WHAT THIS TASK INVOLVES: Render the entries below as a single JSON list of strings, with one string for each line and any blank lines omitted.

DATA SUPPLIED:
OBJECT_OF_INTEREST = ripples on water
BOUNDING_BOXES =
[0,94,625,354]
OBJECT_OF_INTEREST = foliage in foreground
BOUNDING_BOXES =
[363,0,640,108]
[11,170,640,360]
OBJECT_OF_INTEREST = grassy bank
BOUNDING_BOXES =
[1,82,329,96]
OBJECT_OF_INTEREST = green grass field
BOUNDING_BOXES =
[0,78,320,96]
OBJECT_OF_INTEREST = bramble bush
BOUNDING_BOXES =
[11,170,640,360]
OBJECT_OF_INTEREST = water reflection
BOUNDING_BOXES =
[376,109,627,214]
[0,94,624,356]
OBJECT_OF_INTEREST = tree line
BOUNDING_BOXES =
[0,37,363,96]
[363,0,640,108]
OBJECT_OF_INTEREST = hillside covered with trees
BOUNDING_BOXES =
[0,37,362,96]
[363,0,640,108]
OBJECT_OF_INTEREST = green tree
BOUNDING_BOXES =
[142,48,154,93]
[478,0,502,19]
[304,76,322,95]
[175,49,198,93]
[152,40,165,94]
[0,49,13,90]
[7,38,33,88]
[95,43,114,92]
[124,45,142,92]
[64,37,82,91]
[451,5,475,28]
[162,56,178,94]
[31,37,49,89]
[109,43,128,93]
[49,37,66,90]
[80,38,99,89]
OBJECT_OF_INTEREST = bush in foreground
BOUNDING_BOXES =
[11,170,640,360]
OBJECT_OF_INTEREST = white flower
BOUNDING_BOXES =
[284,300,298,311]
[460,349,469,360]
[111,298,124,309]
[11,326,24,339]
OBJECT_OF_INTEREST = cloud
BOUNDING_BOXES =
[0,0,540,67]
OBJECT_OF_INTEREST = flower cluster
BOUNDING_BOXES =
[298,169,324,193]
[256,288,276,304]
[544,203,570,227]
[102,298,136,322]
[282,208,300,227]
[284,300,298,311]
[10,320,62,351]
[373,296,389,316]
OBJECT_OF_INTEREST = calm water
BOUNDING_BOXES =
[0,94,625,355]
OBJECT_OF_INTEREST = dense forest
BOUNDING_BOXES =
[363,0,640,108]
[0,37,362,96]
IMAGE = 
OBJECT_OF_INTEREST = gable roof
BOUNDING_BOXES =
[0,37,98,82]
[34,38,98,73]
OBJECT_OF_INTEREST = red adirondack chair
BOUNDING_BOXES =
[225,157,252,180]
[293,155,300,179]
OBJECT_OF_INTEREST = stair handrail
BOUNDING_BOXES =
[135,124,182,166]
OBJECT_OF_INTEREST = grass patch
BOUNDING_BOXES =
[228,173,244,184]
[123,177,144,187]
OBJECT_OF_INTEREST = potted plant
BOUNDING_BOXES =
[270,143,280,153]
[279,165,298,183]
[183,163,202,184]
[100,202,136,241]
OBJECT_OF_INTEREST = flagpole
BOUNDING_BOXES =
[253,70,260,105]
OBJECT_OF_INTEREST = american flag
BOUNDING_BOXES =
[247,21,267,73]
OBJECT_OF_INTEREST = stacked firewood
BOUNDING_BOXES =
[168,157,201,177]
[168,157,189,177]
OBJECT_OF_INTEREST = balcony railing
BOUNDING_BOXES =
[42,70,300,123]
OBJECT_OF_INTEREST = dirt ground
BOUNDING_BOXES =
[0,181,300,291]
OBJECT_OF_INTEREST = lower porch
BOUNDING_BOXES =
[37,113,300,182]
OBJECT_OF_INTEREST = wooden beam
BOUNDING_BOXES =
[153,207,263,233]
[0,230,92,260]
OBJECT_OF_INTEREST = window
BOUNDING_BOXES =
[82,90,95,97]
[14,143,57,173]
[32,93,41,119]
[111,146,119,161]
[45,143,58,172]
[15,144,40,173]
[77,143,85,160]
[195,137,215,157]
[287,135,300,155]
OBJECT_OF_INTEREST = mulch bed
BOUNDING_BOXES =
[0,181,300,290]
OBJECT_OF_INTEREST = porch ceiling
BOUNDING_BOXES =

COMPLETE ANSWER:
[
  "OBJECT_OF_INTEREST = ripples on water",
  "BOUNDING_BOXES =",
  "[0,94,625,354]",
  "OBJECT_OF_INTEREST = foliage in foreground",
  "BOUNDING_BOXES =",
  "[363,0,640,108]",
  "[11,170,640,360]",
  "OBJECT_OF_INTEREST = grassy bank",
  "BOUNDING_BOXES =",
  "[1,82,329,96]",
  "OBJECT_OF_INTEREST = green grass field",
  "BOUNDING_BOXES =",
  "[0,78,320,96]",
  "OBJECT_OF_INTEREST = bramble bush",
  "BOUNDING_BOXES =",
  "[11,170,640,360]",
  "OBJECT_OF_INTEREST = water reflection",
  "BOUNDING_BOXES =",
  "[376,109,627,214]",
  "[0,94,624,356]",
  "OBJECT_OF_INTEREST = tree line",
  "BOUNDING_BOXES =",
  "[0,37,363,96]",
  "[363,0,640,108]",
  "OBJECT_OF_INTEREST = hillside covered with trees",
  "BOUNDING_BOXES =",
  "[0,37,362,96]",
  "[363,0,640,108]",
  "OBJECT_OF_INTEREST = green tree",
  "BOUNDING_BOXES =",
  "[142,48,154,93]",
  "[478,0,502,19]",
  "[304,76,322,95]",
  "[175,49,198,93]",
  "[152,40,165,94]",
  "[0,49,13,90]",
  "[7,38,33,88]",
  "[95,43,114,92]",
  "[124,45,142,92]",
  "[64,37,82,91]",
  "[451,5,475,28]",
  "[162,56,178,94]",
  "[31,37,49,89]",
  "[109,43,128,93]",
  "[49,37,66,90]",
  "[80,38,99,89]",
  "OBJECT_OF_INTEREST = bush in foreground",
  "BOUNDING_BOXES =",
  "[11,170,640,360]",
  "OBJECT_OF_INTEREST = white flower",
  "BOUNDING_BOXES =",
  "[284,300,298,311]",
  "[460,349,469,360]",
  "[111,298,124,309]",
  "[11,326,24,339]",
  "OBJECT_OF_INTEREST = cloud",
  "BOUNDING_BOXES =",
  "[0,0,540,67]",
  "OBJECT_OF_INTEREST = flower cluster",
  "BOUNDING_BOXES =",
  "[298,169,324,193]",
  "[256,288,276,304]",
  "[544,203,570,227]",
  "[102,298,136,322]",
  "[282,208,300,227]",
  "[284,300,298,311]",
  "[10,320,62,351]",
  "[373,296,389,316]",
  "OBJECT_OF_INTEREST = calm water",
  "BOUNDING_BOXES =",
  "[0,94,625,355]",
  "OBJECT_OF_INTEREST = dense forest",
  "BOUNDING_BOXES =",
  "[363,0,640,108]",
  "[0,37,362,96]",
  "IMAGE = ",
  "OBJECT_OF_INTEREST = gable roof",
  "BOUNDING_BOXES =",
  "[0,37,98,82]",
  "[34,38,98,73]",
  "OBJECT_OF_INTEREST = red adirondack chair",
  "BOUNDING_BOXES =",
  "[225,157,252,180]",
  "[293,155,300,179]",
  "OBJECT_OF_INTEREST = stair handrail",
  "BOUNDING_BOXES =",
  "[135,124,182,166]",
  "OBJECT_OF_INTEREST = grass patch",
  "BOUNDING_BOXES =",
  "[228,173,244,184]",
  "[123,177,144,187]",
  "OBJECT_OF_INTEREST = potted plant",
  "BOUNDING_BOXES =",
  "[270,143,280,153]",
  "[279,165,298,183]",
  "[183,163,202,184]",
  "[100,202,136,241]",
  "OBJECT_OF_INTEREST = flagpole",
  "BOUNDING_BOXES =",
  "[253,70,260,105]",
  "OBJECT_OF_INTEREST = american flag",
  "BOUNDING_BOXES =",
  "[247,21,267,73]",
  "OBJECT_OF_INTEREST = stacked firewood",
  "BOUNDING_BOXES =",
  "[168,157,201,177]",
  "[168,157,189,177]",
  "OBJECT_OF_INTEREST = balcony railing",
  "BOUNDING_BOXES =",
  "[42,70,300,123]",
  "OBJECT_OF_INTEREST = dirt ground",
  "BOUNDING_BOXES =",
  "[0,181,300,291]",
  "OBJECT_OF_INTEREST = lower porch",
  "BOUNDING_BOXES =",
  "[37,113,300,182]",
  "OBJECT_OF_INTEREST = wooden beam",
  "BOUNDING_BOXES =",
  "[153,207,263,233]",
  "[0,230,92,260]",
  "OBJECT_OF_INTEREST = window",
  "BOUNDING_BOXES =",
  "[82,90,95,97]",
  "[14,143,57,173]",
  "[32,93,41,119]",
  "[111,146,119,161]",
  "[45,143,58,172]",
  "[15,144,40,173]",
  "[77,143,85,160]",
  "[195,137,215,157]",
  "[287,135,300,155]",
  "OBJECT_OF_INTEREST = mulch bed",
  "BOUNDING_BOXES =",
  "[0,181,300,290]",
  "OBJECT_OF_INTEREST = porch ceiling",
  "BOUNDING_BOXES ="
]